__What the task requires__
Write the next part of the passage about Ryerson University's Discover Engineering programs, beginning after its final sentence.

Bringing engineering to K-12 classrooms – Initiatives and Results

Lisa Anderson, Kim Gilbride Women in Engineering Committee, Ryerson University Toronto, Ontario, Canada


Since 1989, the Women in Engineering Committee at Ryerson University has been developing strategies to increase the participation rate of young women in engineering at Ryerson. The Discover Engineering Summer Camp was launched in 1991, as a day camp targeting female students in grades 10 to 12. The aim of the camp was to introduce engineering concepts to young women through hands-on and creative activities. In 1999, the committee launched the Discover Engineering High School Workshop program with a goal to raise awareness about careers in engineering among all high school students. The High School Workshop program brings Discover Engineering directly to the classroom, and is offered in a co-ed classroom environment - not just to female students. This new initiative has allowed us to disseminate our information to a wider audience and to survey the high school students about their knowledge of and interest in engineering before and after participating in our programs. We also were able to study how role models within the family influenced their choices.

__Raw records__
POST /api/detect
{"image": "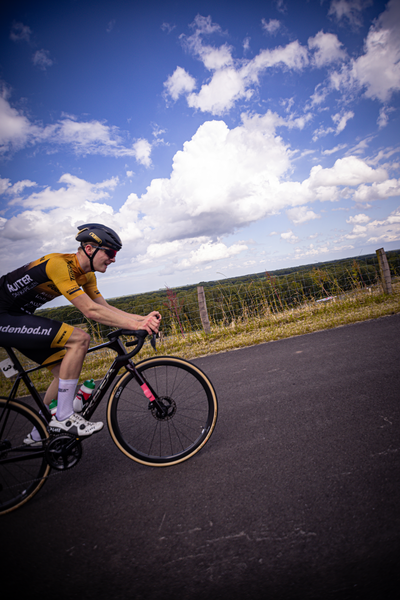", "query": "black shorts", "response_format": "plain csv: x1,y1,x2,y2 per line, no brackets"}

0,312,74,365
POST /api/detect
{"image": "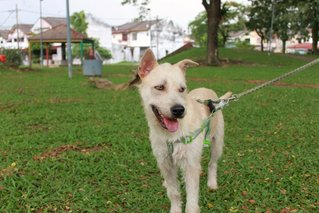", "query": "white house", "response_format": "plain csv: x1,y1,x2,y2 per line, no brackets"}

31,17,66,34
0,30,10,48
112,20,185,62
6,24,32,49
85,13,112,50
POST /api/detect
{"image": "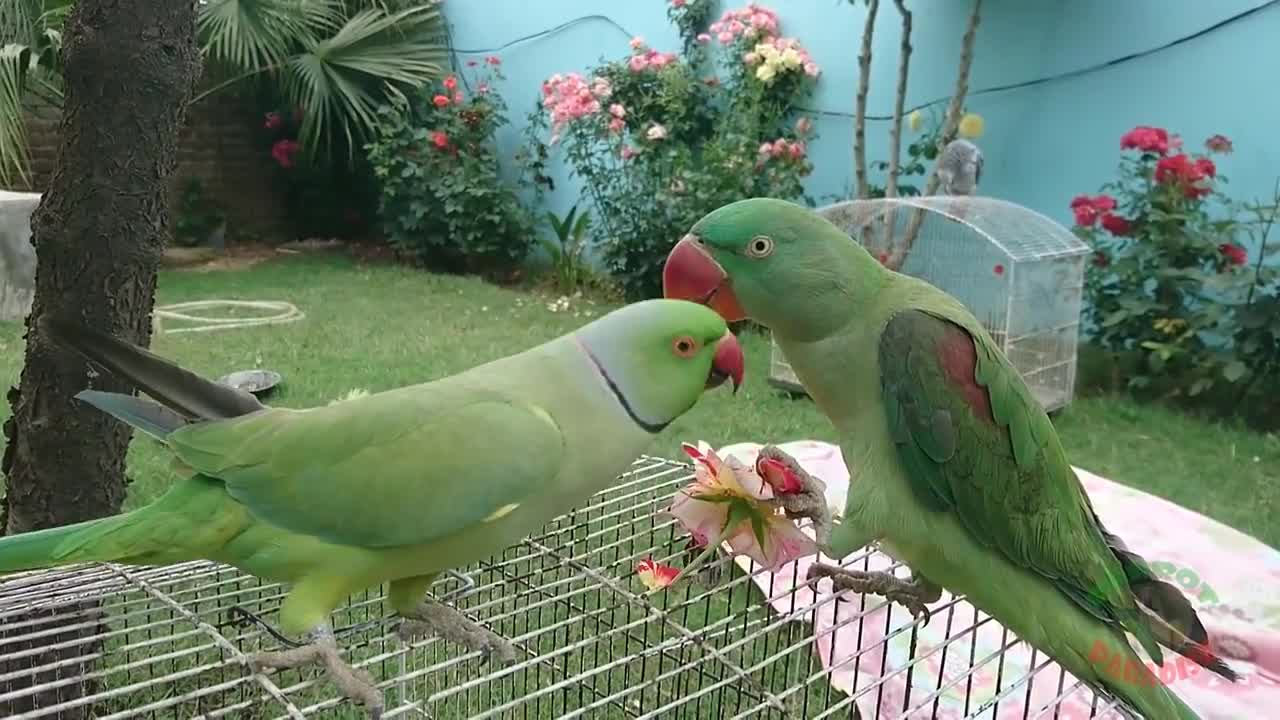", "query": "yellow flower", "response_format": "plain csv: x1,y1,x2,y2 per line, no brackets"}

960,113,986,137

...

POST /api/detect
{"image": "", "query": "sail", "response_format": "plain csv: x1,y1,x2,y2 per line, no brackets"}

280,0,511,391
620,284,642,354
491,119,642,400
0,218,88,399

__Final result__
Our study found that the existing level of knowledge about engineering was low; over half of the students were ‘not sure’ what an engineer does and less than one-third could correctly describe engineering prior to the Discover Engineering Workshop program. Furthermore, less than one- third of the students were interested in becoming engineers, and although almost half of the male students were interested, less than one-quarter of the female students would consider pursuing engineering as a career. An equal percent of males and females cited family/parents as influencing their decision about career choice, yet the female students were more likely to be interested in engineering when there was an engineer already in their family - especially if the engineer was female.

This paper describes the initiatives undertaken by Ryerson’s Women in Engineering Committee and reports on the effect of the outreach program on students’ knowledge about engineering and interest in pursuing engineering as a career.


While women account for over 50% of the population and 55% of students enrolled in Canadian universities, only 20% of students enrolled in Canadian engineering programs are women1,2.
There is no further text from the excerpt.